• What this task involves: Resume the essay on living openly with autism, continuing right after its last sentence.

• Source document:
*** Begin section ***
December 5, 2013:  Standing Tall in a World of Cowering Shadows

     On one hand, I remain absolutely convinced that absolutely everything is extremely interconnected and interdependent.  On the other hand, however, as someone with autism, I remain very aware of the details of my world, among which is that apparently the majority of those around me wish to hide everything of which others might not approve--including autism.  In contrast, I learned very early in life that one cannot live one’s own life with any integrity nor can one effectively serve one’s life purpose (and, yes, I believe everybody has at least one) while striving to be the embodiment of others’ expectations, fantasies, and illusions.  

     As superficially desirable as it may seem to experience life as perpetually blissful, the inescapable truth is that we don’t grow nor do we learn much from being happy all of the time.  It is the cycles of days and nights and seasons that keep the world going and it is the cycles of happiness, sadness, fear, anger, failure, success, and contentment which keep our spirits alive.  We cannot serve those cycles, however, while hiding from whatever our respective life experiences include.
*** End section ***
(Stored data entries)
*** Begin section ***
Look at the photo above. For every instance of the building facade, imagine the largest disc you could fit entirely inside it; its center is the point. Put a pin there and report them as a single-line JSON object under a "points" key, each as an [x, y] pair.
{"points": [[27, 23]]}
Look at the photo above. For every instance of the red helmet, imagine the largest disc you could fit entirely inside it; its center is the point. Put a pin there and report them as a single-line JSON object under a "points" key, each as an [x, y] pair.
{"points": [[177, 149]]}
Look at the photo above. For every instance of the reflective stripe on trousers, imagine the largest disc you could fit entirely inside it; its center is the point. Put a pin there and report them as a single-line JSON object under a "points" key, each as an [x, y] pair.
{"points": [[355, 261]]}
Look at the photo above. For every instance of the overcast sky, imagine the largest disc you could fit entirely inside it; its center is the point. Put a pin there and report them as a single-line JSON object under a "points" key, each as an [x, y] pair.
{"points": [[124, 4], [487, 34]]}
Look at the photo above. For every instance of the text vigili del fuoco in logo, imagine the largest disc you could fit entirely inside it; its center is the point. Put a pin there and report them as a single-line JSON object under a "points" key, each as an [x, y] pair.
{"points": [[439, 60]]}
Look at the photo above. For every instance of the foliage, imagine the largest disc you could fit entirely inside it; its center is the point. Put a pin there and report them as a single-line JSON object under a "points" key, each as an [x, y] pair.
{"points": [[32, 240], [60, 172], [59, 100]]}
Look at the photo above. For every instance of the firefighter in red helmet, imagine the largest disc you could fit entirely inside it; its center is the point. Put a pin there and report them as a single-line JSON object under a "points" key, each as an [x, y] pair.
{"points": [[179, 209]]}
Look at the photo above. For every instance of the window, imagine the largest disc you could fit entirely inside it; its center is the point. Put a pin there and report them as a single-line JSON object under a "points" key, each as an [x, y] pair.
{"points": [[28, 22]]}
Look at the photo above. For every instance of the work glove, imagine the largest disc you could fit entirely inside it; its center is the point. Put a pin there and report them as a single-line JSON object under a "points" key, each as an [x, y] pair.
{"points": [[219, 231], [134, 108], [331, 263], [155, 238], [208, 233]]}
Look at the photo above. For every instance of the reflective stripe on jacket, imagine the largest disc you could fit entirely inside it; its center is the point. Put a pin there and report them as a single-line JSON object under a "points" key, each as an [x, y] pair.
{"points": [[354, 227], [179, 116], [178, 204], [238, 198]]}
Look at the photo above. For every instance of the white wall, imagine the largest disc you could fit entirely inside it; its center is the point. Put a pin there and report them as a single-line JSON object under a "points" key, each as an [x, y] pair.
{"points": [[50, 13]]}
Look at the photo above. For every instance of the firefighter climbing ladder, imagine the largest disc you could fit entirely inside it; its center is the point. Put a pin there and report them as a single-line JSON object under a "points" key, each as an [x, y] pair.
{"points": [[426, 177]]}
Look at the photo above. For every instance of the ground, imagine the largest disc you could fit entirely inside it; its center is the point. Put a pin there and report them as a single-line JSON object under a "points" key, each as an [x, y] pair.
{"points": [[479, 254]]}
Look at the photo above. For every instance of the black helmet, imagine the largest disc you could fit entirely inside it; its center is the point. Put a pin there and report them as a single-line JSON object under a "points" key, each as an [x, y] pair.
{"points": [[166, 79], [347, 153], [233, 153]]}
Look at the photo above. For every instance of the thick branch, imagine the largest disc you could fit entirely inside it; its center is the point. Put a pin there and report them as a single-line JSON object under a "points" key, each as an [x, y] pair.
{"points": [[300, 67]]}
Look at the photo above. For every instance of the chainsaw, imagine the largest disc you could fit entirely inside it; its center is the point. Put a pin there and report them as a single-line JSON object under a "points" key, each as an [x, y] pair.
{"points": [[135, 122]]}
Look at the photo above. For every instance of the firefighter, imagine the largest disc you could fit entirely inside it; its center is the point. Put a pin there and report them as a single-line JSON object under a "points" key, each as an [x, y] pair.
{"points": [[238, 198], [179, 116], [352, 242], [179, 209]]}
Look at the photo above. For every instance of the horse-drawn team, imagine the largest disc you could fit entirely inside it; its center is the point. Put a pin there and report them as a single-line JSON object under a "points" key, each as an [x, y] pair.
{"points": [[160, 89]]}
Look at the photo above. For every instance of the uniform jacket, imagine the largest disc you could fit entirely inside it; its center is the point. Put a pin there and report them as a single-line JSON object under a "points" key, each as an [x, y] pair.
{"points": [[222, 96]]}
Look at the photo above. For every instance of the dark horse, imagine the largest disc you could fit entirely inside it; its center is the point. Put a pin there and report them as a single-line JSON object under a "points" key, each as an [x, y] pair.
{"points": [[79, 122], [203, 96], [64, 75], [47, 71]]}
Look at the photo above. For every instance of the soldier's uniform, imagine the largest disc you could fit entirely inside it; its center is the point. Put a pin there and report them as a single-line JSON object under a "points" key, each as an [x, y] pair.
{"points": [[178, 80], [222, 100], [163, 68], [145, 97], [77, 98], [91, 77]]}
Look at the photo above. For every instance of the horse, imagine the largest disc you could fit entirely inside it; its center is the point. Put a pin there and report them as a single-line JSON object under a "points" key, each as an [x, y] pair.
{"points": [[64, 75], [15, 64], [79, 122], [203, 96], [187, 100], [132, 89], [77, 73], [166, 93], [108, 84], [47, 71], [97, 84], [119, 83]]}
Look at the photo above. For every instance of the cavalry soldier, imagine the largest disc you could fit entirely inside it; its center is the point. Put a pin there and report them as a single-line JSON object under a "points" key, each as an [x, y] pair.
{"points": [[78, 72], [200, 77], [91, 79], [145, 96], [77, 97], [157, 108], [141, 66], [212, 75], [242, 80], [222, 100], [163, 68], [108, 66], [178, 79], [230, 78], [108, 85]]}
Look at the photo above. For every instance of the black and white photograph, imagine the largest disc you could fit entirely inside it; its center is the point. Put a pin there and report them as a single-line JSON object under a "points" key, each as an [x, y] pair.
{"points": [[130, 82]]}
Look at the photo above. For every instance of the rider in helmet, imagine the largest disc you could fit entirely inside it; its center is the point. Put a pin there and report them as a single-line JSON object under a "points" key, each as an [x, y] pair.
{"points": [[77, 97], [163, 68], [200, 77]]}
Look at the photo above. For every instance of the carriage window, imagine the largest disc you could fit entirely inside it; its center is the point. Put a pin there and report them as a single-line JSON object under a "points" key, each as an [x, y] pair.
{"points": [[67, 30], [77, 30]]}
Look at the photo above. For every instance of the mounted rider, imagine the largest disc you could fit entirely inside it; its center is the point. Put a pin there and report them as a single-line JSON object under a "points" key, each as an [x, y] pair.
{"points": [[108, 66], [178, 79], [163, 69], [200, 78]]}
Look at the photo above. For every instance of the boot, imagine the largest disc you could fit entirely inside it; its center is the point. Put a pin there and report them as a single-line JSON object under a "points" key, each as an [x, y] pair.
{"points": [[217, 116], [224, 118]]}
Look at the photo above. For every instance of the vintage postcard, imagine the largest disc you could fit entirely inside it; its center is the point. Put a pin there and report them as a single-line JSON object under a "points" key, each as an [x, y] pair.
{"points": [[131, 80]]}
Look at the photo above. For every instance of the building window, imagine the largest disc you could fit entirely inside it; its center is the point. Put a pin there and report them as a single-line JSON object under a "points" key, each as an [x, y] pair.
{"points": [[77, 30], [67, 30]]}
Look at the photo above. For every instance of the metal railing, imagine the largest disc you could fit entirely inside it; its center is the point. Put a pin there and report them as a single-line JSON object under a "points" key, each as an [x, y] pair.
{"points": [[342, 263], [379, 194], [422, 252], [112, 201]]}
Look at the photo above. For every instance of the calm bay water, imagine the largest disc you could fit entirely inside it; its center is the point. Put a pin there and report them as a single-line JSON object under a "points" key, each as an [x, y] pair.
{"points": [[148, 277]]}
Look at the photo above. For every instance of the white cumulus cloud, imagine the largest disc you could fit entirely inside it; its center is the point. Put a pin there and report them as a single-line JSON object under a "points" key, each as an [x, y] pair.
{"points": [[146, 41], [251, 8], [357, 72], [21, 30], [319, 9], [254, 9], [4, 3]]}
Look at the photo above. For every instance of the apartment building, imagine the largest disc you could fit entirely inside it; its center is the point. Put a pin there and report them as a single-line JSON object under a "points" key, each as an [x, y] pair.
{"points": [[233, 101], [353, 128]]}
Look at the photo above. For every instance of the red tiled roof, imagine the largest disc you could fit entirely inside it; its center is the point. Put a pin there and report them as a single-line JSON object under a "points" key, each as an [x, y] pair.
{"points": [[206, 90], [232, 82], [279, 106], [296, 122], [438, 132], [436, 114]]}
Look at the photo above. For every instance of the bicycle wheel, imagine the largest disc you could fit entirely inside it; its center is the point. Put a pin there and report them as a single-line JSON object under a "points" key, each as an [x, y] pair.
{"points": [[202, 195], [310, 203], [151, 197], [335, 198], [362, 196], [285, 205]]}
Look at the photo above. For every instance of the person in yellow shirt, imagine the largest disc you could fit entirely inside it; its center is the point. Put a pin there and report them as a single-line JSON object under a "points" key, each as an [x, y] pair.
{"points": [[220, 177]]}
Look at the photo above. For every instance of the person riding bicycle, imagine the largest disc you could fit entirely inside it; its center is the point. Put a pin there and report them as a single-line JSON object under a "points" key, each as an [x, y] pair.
*** End section ***
• Answer to this problem:
     For those of us with autism, it may be even more difficult to withstand how overwhelming the world typically feels, but no good comes from allowing the victimization we experience to become our primary personal definition.  We must continually show the people of the world the multi-dimensional universe within ourselves, of which they would otherwise be completely unaware--specifically because of the light and the empowerment such personal universes can provide.  In the absence of such light, life in general would be nothing but shadows and darkness.  You are indeed a light to the world--so shine, in whatever ways you can.